PROBLEM TO WORK ON - The entries that follow should be written out exactly.

<<<<

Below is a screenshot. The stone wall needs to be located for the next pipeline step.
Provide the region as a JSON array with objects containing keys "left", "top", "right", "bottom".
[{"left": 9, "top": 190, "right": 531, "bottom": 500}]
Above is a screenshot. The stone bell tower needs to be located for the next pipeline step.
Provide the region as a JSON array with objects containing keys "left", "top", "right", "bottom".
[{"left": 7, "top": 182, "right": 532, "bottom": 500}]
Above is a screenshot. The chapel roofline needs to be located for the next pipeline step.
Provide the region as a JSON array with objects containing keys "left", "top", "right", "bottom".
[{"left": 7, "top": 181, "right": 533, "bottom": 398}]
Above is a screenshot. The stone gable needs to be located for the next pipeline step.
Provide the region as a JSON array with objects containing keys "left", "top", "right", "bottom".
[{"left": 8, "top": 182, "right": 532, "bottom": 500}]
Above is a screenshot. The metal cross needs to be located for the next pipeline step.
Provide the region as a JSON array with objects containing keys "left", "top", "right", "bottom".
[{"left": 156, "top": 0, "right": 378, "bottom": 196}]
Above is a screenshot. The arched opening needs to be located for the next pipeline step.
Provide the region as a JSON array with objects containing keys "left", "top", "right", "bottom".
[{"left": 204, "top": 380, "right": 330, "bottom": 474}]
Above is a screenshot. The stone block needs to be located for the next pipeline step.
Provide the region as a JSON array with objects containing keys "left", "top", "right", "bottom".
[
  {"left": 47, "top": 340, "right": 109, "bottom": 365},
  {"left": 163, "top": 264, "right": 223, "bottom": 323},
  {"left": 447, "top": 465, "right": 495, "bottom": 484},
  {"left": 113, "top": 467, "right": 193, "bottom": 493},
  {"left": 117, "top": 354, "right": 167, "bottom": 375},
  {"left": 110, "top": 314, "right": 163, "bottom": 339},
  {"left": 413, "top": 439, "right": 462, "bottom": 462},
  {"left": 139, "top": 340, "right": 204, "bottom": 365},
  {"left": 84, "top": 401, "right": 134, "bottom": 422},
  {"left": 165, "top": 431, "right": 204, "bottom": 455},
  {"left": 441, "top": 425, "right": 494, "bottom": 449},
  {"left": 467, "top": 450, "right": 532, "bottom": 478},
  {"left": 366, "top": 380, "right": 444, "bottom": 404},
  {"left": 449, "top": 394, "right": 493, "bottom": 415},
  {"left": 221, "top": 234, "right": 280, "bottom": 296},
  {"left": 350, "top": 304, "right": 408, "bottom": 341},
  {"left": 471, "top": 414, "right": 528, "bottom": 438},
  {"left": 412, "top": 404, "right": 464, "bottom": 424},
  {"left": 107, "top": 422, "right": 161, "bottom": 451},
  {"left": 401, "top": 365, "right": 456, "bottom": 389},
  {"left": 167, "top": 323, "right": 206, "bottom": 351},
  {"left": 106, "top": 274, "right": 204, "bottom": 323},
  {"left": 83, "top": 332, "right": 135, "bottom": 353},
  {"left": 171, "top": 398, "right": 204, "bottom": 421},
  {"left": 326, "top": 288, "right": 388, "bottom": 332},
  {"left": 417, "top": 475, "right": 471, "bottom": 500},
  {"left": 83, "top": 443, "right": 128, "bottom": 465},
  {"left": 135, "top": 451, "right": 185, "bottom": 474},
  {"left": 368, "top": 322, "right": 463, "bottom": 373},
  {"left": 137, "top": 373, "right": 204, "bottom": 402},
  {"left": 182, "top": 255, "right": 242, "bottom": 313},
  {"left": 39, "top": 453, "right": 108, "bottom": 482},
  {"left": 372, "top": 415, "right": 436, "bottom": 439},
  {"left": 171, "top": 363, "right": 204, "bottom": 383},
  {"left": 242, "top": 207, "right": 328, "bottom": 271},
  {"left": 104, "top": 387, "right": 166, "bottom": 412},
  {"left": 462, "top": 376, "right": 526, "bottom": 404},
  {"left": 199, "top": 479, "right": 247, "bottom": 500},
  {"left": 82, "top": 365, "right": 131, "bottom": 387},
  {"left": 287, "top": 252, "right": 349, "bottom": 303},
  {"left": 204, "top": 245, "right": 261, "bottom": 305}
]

>>>>

WRITTEN SOLUTION -
Below is a screenshot. The stone wall needs to be located for the next pipeline step.
Provide the region as a JSON array with objects containing keys "left", "top", "right", "bottom".
[{"left": 9, "top": 190, "right": 531, "bottom": 500}]
Above is a screenshot. The stone bell tower needs to be located for the next pipeline step.
Provide the region as a JSON array with objects containing keys "left", "top", "right", "bottom".
[{"left": 7, "top": 182, "right": 532, "bottom": 500}]
Above is a screenshot. The chapel roofline needs to be located for the next pipeline step.
Provide the region as a JSON array with objects containing keys "left", "top", "right", "bottom".
[{"left": 7, "top": 181, "right": 533, "bottom": 398}]
Above is a screenshot. The stone gable needs to be located for the next pipeline step.
Provide the region as a JSON array with objects containing keys "left", "top", "right", "bottom".
[{"left": 8, "top": 182, "right": 532, "bottom": 500}]
Above is a screenshot. The metal cross needs to be located for the next pipeline step.
Provide the region as a JSON array with objects containing keys "left", "top", "right", "bottom".
[{"left": 156, "top": 0, "right": 378, "bottom": 196}]
Above is a screenshot. The arched opening needs to be located for the next pipeline step.
Provide the region as a JSON array with objects containing keys "left", "top", "right", "bottom".
[{"left": 204, "top": 380, "right": 330, "bottom": 474}]
Above is a screenshot. The stone block needs to be located for the next pipeline step.
Provide the region as a JSON array with objects containing keys "left", "top", "right", "bottom".
[
  {"left": 47, "top": 340, "right": 109, "bottom": 365},
  {"left": 163, "top": 264, "right": 223, "bottom": 323},
  {"left": 447, "top": 465, "right": 495, "bottom": 484},
  {"left": 113, "top": 467, "right": 193, "bottom": 493},
  {"left": 117, "top": 354, "right": 167, "bottom": 375},
  {"left": 110, "top": 314, "right": 163, "bottom": 339},
  {"left": 413, "top": 439, "right": 462, "bottom": 462},
  {"left": 139, "top": 340, "right": 204, "bottom": 365},
  {"left": 84, "top": 401, "right": 134, "bottom": 422},
  {"left": 165, "top": 431, "right": 204, "bottom": 455},
  {"left": 441, "top": 425, "right": 494, "bottom": 449},
  {"left": 467, "top": 450, "right": 532, "bottom": 478},
  {"left": 366, "top": 380, "right": 444, "bottom": 404},
  {"left": 449, "top": 394, "right": 493, "bottom": 415},
  {"left": 221, "top": 234, "right": 280, "bottom": 296},
  {"left": 350, "top": 304, "right": 408, "bottom": 341},
  {"left": 471, "top": 414, "right": 528, "bottom": 438},
  {"left": 412, "top": 404, "right": 464, "bottom": 424},
  {"left": 107, "top": 422, "right": 161, "bottom": 451},
  {"left": 401, "top": 365, "right": 456, "bottom": 389},
  {"left": 167, "top": 323, "right": 206, "bottom": 351},
  {"left": 106, "top": 274, "right": 204, "bottom": 323},
  {"left": 83, "top": 332, "right": 135, "bottom": 353},
  {"left": 171, "top": 398, "right": 204, "bottom": 421},
  {"left": 326, "top": 288, "right": 388, "bottom": 332},
  {"left": 417, "top": 475, "right": 471, "bottom": 500},
  {"left": 83, "top": 443, "right": 128, "bottom": 465},
  {"left": 135, "top": 451, "right": 185, "bottom": 474},
  {"left": 368, "top": 322, "right": 463, "bottom": 373},
  {"left": 137, "top": 373, "right": 204, "bottom": 402},
  {"left": 182, "top": 255, "right": 242, "bottom": 313},
  {"left": 39, "top": 453, "right": 108, "bottom": 482},
  {"left": 372, "top": 415, "right": 436, "bottom": 439},
  {"left": 171, "top": 363, "right": 204, "bottom": 383},
  {"left": 242, "top": 207, "right": 328, "bottom": 271},
  {"left": 104, "top": 387, "right": 166, "bottom": 412},
  {"left": 462, "top": 376, "right": 526, "bottom": 404},
  {"left": 199, "top": 479, "right": 247, "bottom": 500},
  {"left": 82, "top": 365, "right": 131, "bottom": 387},
  {"left": 287, "top": 252, "right": 349, "bottom": 303},
  {"left": 204, "top": 245, "right": 261, "bottom": 305}
]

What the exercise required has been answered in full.